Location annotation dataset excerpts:
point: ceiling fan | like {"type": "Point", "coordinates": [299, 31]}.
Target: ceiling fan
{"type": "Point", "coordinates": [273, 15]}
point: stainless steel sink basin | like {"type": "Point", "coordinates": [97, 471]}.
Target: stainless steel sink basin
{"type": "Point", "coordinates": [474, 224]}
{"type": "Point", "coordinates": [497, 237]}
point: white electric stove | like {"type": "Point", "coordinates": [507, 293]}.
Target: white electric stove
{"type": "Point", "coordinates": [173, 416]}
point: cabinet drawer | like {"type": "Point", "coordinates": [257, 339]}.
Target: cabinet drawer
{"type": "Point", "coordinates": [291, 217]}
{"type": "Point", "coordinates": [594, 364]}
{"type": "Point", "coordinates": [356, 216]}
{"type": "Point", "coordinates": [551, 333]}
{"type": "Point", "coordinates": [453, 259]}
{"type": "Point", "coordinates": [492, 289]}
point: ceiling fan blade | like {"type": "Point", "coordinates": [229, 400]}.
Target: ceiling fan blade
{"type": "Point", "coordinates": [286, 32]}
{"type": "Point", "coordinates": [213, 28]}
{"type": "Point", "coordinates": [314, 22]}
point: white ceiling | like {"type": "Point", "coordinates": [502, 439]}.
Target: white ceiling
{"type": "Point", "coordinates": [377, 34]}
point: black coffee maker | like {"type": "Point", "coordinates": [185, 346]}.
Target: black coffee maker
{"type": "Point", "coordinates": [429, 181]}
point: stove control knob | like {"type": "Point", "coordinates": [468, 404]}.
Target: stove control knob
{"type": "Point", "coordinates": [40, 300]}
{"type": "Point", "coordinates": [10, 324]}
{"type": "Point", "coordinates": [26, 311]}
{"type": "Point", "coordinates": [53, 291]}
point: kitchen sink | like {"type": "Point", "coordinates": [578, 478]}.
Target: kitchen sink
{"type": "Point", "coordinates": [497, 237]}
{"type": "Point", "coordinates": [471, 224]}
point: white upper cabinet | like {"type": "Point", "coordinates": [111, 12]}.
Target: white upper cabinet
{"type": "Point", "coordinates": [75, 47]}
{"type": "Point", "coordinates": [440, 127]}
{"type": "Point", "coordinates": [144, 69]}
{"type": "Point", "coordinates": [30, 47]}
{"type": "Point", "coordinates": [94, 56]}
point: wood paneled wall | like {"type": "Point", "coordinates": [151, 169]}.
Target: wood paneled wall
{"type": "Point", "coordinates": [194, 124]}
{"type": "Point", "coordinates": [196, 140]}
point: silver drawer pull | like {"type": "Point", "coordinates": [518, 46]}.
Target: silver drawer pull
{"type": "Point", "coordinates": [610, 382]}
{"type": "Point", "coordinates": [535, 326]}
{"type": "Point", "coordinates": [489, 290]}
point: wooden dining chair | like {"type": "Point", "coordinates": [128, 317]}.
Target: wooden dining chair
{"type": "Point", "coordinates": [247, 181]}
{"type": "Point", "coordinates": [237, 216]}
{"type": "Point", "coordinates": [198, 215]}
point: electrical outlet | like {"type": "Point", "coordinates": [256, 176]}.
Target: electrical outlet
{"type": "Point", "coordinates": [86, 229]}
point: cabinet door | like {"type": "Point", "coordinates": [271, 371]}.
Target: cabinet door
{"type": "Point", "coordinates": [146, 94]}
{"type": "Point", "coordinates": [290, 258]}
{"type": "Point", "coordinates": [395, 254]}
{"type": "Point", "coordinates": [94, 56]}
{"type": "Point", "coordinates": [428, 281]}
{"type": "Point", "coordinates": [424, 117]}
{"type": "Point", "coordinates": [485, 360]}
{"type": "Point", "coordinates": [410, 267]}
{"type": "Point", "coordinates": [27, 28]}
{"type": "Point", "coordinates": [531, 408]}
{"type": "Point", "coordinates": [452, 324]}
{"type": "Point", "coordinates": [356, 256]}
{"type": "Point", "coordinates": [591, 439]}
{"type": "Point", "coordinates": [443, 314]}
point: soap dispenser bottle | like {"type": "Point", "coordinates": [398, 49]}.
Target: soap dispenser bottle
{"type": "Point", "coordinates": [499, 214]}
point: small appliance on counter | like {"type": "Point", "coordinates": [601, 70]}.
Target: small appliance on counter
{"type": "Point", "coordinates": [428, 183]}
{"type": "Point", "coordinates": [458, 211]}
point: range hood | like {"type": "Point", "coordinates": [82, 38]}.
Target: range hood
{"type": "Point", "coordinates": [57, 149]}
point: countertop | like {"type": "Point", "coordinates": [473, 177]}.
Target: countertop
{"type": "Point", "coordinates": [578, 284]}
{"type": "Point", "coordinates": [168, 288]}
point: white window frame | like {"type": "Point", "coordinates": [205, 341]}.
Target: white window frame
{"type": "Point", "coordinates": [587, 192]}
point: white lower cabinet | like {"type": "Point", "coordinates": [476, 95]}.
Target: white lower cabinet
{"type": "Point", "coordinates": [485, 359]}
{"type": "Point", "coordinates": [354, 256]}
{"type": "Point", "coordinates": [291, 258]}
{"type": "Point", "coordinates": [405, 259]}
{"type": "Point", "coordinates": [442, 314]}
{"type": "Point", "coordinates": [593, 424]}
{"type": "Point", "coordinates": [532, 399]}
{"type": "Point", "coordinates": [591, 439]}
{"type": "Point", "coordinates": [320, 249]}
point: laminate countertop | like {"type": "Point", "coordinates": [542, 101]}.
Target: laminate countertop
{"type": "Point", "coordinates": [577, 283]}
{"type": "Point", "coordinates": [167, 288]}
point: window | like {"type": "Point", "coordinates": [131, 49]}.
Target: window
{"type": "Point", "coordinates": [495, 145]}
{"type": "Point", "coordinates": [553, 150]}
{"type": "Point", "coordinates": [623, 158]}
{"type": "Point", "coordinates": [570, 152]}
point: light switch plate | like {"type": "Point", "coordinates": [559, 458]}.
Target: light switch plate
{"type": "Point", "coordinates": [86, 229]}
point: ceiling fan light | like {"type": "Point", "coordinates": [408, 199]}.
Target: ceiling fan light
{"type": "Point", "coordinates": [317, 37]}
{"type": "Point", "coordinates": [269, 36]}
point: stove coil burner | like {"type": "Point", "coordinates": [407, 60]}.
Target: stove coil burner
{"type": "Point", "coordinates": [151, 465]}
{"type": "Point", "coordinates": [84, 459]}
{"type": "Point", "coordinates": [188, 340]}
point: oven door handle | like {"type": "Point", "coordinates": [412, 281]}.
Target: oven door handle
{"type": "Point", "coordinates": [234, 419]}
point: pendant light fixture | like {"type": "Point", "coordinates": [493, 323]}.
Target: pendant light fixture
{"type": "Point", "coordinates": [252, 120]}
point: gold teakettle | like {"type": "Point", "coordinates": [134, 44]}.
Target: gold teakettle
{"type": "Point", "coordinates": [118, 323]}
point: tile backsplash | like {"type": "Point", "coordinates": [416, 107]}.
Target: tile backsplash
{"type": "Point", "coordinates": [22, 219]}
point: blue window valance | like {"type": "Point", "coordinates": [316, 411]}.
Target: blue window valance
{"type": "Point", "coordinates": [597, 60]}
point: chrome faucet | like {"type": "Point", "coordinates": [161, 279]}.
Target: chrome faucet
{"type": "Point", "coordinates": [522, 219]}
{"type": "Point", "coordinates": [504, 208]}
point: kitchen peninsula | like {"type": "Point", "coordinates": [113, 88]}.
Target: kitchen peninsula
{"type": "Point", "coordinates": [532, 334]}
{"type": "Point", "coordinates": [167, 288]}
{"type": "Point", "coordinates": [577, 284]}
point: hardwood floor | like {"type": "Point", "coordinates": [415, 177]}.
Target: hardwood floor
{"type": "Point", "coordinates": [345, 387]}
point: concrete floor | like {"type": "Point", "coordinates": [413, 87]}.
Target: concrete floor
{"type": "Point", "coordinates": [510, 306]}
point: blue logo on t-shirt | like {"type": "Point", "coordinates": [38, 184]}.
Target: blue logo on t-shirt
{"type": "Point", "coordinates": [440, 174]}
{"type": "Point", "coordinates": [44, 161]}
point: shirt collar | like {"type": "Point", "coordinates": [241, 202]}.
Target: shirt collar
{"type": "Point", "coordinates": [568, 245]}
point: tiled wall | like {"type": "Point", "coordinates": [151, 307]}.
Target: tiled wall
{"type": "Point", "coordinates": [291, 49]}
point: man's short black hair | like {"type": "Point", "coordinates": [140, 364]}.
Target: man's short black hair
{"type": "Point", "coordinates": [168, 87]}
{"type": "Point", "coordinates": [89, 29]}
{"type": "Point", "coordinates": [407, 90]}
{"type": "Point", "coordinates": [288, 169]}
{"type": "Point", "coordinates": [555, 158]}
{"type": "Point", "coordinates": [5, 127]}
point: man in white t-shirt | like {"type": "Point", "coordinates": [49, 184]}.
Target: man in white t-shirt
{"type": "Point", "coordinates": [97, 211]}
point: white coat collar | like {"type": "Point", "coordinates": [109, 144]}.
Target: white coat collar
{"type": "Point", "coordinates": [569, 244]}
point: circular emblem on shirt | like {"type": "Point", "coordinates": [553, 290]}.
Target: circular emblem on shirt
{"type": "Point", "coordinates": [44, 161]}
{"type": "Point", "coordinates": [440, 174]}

* [TASK DETAILS] Please quote exactly the lines from the one containing "point: man's short" through the last line of the records above, both included, and nothing else.

* [FINISHED TASK]
point: man's short black hair | like {"type": "Point", "coordinates": [140, 364]}.
Target: man's short black hair
{"type": "Point", "coordinates": [168, 87]}
{"type": "Point", "coordinates": [89, 29]}
{"type": "Point", "coordinates": [407, 90]}
{"type": "Point", "coordinates": [288, 169]}
{"type": "Point", "coordinates": [555, 158]}
{"type": "Point", "coordinates": [5, 127]}
point: man in white t-shirt | like {"type": "Point", "coordinates": [49, 184]}.
Target: man in white t-shirt
{"type": "Point", "coordinates": [97, 211]}
point: white coat collar | like {"type": "Point", "coordinates": [109, 144]}.
Target: white coat collar
{"type": "Point", "coordinates": [569, 244]}
point: circular emblem on shirt | like {"type": "Point", "coordinates": [553, 290]}.
Target: circular emblem on shirt
{"type": "Point", "coordinates": [44, 161]}
{"type": "Point", "coordinates": [440, 174]}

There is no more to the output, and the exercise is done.